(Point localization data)
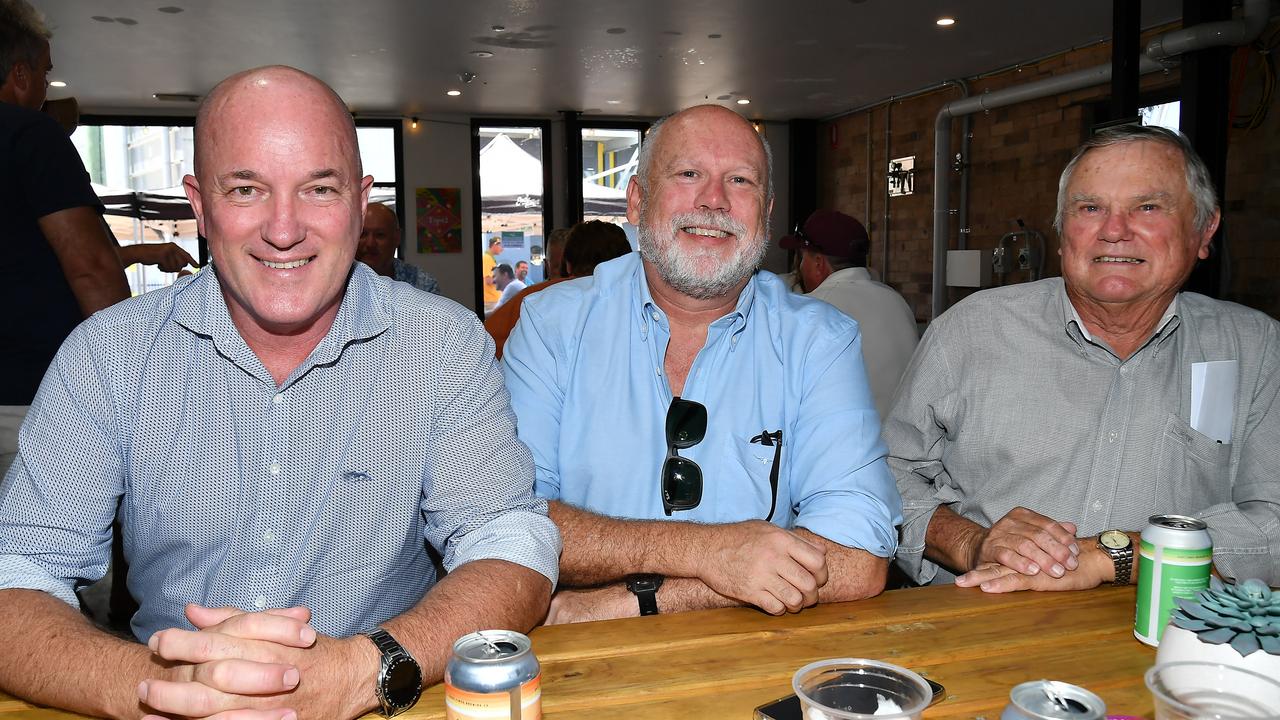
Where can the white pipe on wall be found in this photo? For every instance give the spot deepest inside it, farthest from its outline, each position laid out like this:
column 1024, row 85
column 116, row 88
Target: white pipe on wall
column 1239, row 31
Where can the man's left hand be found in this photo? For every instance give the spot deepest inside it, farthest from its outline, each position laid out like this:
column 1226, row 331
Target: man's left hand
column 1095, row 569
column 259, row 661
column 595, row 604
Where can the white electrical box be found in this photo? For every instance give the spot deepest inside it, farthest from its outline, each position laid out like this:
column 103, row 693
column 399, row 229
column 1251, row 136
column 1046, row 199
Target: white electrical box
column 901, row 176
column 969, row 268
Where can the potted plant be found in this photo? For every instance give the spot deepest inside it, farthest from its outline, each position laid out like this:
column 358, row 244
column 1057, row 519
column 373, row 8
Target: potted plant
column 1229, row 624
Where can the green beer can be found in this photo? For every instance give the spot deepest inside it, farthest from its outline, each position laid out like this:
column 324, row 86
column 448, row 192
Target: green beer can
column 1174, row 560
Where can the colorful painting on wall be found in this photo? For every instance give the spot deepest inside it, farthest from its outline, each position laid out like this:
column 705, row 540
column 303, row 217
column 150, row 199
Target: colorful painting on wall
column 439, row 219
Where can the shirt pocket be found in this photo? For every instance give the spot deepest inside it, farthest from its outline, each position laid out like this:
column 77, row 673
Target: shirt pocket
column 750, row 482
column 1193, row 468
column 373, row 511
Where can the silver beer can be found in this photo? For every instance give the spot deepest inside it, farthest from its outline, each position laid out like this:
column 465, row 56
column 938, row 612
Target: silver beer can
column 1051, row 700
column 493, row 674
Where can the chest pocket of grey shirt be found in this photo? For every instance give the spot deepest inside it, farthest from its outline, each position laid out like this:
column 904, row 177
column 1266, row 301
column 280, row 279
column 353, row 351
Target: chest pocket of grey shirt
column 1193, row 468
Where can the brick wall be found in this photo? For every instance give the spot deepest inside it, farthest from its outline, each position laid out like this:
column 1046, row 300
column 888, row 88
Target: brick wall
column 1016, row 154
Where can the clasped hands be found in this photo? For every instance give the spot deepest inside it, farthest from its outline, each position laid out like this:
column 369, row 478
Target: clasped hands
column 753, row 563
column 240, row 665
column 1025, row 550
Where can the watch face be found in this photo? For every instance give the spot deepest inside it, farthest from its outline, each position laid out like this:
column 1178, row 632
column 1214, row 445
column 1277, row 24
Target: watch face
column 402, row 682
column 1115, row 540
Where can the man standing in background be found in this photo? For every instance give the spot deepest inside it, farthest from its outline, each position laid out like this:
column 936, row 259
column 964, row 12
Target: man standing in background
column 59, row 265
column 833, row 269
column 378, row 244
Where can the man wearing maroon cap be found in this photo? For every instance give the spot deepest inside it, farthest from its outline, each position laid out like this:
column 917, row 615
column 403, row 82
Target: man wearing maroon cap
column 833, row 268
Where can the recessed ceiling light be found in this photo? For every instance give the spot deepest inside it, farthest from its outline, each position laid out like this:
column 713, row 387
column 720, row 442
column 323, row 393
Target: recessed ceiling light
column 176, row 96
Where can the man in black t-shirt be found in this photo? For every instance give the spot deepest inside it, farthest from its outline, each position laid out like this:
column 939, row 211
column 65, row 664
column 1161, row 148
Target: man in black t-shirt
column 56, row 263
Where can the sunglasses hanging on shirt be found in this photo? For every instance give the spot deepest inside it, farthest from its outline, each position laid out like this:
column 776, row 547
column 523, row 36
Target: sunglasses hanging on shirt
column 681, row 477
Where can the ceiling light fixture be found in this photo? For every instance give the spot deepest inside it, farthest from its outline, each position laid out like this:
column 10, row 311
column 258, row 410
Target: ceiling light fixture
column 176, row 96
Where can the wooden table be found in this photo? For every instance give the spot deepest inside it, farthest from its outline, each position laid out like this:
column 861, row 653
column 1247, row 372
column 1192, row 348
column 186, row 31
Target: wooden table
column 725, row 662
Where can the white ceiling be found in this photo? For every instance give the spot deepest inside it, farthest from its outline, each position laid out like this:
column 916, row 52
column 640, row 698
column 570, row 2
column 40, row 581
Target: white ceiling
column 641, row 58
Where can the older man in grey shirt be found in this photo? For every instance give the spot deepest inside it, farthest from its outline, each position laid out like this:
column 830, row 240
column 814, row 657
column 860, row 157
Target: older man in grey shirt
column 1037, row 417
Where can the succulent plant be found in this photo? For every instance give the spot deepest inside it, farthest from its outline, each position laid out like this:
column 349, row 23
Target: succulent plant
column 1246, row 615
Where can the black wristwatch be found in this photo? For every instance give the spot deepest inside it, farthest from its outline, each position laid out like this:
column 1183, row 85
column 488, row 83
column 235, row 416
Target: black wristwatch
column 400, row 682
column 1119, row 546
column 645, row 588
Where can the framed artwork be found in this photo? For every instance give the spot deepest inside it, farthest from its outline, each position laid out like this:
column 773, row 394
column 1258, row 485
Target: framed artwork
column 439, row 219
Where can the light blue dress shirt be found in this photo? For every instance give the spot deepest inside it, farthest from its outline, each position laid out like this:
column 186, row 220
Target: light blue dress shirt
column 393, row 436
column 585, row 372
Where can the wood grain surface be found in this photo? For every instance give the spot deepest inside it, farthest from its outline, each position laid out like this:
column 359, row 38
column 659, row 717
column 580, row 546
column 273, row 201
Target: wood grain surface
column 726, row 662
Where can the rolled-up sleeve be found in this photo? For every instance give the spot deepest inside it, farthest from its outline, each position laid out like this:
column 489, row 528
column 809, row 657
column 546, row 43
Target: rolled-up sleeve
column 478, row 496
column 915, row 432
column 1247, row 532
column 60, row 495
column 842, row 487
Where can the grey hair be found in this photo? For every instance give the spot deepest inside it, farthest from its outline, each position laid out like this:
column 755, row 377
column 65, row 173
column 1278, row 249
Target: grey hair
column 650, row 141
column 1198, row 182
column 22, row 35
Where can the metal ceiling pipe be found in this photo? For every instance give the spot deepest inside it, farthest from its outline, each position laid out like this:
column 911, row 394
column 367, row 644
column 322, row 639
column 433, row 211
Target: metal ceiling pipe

[Problem to solve]:
Pull out all lines from the entries above in which the word "metal" appears.

[Exercise output]:
Where can the metal ceiling pipe be found in this photo? For every instance give the spot deepest inside it, farthest from its outline, each position laid out like this:
Target: metal ceiling pipe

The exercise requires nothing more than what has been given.